Problem to solve: Copy the passage from the post below about a talk on the end of the world, starting at "Anyway, with A.S." and ending at "work out why.".

Extract to read:
The End of the World

A few days ago I went to a talk on the end of the world.

It sounds like a morbid choice of Wednesday night entertainment but I thought it might help me to shift some of the panic that thinking about our mortality often provokes in me. Plus, the line up included A.S. Byatt and I have always had a bit of hero worship for people that featured on my university reading list.

Even those I didn’t quite get round to reading.

Anyway, with A.S. Byatt as the voice of fiction, and scientist, Steve Jones, as the voice of fact, the evening explored the end of the world from two different perspectives….both of which seemed to reach the conclusion that we will go with a bang rather than a flicker. Oh yes, and that we will be partly responsible for the explosion.


Not really – and yet the evening seems to have shaken my thinking in ways that do feel a little more positive. I have been trying to work out why.

The meaning of life thing

During the interval, I was talking to my friend about regret. I can’t quite remember how we moved onto the subject, but the moment you realise the limitations of a lifetime, it seems inevitable to reflect on how it is spent…

Anyway, the move from regret to existentialism was only a few inches, and it clarified some of what I was trying to write in my last post. Apparently, one aspect of existential angst is when we wake up and say “what the fuck am I doing with my life?” There are a few reasons that we wake up and say this, common ones being that we are not doing what we want to do with our lives, or that we’re doing it but we’re carrying a load of baggage with us that is preventing us from moving forwards.

For me, the thing that I was referring to as an “inner compass” is finely tuned to both these factors, and seems to flash noisily when I am stepping away from things that I want to achieve with my life or towards patterns that will keep me stuck.

At this point, the regret – and the potential for further regret – is high…but whilst we’re still alive and kicking, there is always the possibility for change. And, when you take that option….


That’s some learning.

You’d have thought that it was enough for one evening – but the second half moved onto a debate about how imminent the end of the world was, and whether fact – or fiction – could accurately predict when the apocalypse would come.

They are, it seems, scarily in agreement.

The end of the world

Science predicts that the sun will continue growing and the population reach a critical mass. Myth foretells that we will destroy ourselves. A few of these soften the blow by saying that we will then start over again. In both science and fiction, the end is a bang rather than a flicker. On a personal note, Steve Jones was unable to budge on the scientific evidence behind the end of the world thing. A.S.Byatt was even more adamant that the changing natural habitat was proof that we are doomed – and contributing to the inevitable outcome.

Entries provided:
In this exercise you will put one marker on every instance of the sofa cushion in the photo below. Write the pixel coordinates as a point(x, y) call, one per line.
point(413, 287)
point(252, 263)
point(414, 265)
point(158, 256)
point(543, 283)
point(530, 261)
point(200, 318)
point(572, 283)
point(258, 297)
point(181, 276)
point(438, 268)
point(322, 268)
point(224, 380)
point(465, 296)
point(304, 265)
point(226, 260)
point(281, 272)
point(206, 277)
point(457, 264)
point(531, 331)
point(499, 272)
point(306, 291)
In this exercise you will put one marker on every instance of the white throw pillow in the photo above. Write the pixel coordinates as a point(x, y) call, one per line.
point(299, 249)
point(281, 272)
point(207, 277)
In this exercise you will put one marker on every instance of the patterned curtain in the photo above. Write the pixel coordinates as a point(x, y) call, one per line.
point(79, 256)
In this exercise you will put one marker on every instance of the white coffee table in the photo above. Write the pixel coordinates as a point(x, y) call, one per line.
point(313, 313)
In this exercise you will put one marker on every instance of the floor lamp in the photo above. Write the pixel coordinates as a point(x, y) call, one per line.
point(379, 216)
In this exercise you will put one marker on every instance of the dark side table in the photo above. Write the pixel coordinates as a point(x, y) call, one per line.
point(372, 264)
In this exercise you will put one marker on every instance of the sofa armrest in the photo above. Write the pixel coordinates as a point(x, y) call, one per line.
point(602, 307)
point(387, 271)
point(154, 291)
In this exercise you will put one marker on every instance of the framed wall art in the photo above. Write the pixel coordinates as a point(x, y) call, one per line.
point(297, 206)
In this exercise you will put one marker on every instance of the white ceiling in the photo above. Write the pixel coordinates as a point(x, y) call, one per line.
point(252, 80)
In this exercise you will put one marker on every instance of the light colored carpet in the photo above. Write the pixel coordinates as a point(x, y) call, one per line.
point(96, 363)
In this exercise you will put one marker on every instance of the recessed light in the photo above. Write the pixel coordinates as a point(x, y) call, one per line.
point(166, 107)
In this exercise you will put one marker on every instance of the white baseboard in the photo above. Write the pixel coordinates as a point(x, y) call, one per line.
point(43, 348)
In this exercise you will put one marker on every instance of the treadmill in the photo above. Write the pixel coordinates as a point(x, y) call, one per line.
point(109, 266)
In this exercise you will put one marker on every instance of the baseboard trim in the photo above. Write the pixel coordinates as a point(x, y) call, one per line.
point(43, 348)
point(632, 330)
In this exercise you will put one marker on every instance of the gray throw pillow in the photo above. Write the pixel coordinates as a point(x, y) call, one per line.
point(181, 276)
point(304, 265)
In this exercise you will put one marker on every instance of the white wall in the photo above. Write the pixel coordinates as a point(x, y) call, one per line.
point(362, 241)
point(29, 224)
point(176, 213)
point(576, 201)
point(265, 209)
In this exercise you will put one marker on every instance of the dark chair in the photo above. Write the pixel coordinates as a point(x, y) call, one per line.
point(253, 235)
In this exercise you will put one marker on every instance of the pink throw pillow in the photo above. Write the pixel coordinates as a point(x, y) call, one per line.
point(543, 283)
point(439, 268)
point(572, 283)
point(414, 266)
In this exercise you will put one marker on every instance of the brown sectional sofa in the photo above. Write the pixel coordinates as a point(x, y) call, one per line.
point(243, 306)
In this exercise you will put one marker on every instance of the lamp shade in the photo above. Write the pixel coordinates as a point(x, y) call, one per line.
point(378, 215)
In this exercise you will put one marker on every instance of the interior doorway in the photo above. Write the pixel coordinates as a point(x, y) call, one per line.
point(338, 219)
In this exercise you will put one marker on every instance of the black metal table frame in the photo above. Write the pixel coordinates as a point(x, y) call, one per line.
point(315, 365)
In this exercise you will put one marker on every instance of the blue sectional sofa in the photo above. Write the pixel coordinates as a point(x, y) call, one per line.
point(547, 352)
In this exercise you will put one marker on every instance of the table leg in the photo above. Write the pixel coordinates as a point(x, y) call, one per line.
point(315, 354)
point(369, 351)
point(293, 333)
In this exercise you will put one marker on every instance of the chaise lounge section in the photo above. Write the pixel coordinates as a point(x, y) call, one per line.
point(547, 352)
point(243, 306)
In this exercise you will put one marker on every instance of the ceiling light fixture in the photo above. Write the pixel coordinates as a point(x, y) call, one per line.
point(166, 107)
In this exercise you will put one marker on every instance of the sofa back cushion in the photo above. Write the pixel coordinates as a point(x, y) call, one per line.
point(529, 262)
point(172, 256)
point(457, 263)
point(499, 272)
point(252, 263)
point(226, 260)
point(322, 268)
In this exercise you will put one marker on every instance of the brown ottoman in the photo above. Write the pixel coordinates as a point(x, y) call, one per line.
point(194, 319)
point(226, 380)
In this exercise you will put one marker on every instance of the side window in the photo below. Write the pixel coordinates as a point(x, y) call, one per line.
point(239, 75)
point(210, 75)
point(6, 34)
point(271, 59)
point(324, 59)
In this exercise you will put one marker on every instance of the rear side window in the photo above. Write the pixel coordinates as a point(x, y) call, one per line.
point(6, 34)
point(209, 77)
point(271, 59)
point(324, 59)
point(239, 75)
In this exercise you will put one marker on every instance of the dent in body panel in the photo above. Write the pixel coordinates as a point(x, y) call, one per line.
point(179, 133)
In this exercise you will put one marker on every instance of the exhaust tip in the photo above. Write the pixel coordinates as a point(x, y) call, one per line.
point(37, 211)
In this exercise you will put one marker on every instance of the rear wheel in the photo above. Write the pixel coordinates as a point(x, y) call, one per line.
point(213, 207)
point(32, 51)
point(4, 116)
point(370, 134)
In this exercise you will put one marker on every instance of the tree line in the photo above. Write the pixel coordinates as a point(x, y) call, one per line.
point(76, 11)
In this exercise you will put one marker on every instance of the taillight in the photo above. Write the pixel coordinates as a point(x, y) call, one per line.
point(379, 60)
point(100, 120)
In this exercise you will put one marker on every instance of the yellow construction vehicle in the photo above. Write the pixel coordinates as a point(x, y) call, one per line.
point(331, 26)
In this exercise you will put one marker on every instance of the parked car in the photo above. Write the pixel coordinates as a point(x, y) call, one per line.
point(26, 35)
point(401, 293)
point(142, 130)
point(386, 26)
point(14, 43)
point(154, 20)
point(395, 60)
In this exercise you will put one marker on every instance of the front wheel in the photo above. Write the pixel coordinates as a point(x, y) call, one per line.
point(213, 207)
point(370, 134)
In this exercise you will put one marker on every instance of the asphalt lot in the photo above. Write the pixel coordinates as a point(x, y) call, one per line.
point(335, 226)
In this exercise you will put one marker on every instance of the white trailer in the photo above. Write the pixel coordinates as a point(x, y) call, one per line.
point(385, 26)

Response to the task:
Anyway, with A.S. Byatt as the voice of fiction, and scientist, Steve Jones, as the voice of fact, the evening explored the end of the world from two different perspectives….both of which seemed to reach the conclusion that we will go with a bang rather than a flicker. Oh yes, and that we will be partly responsible for the explosion.


Not really – and yet the evening seems to have shaken my thinking in ways that do feel a little more positive. I have been trying to work out why.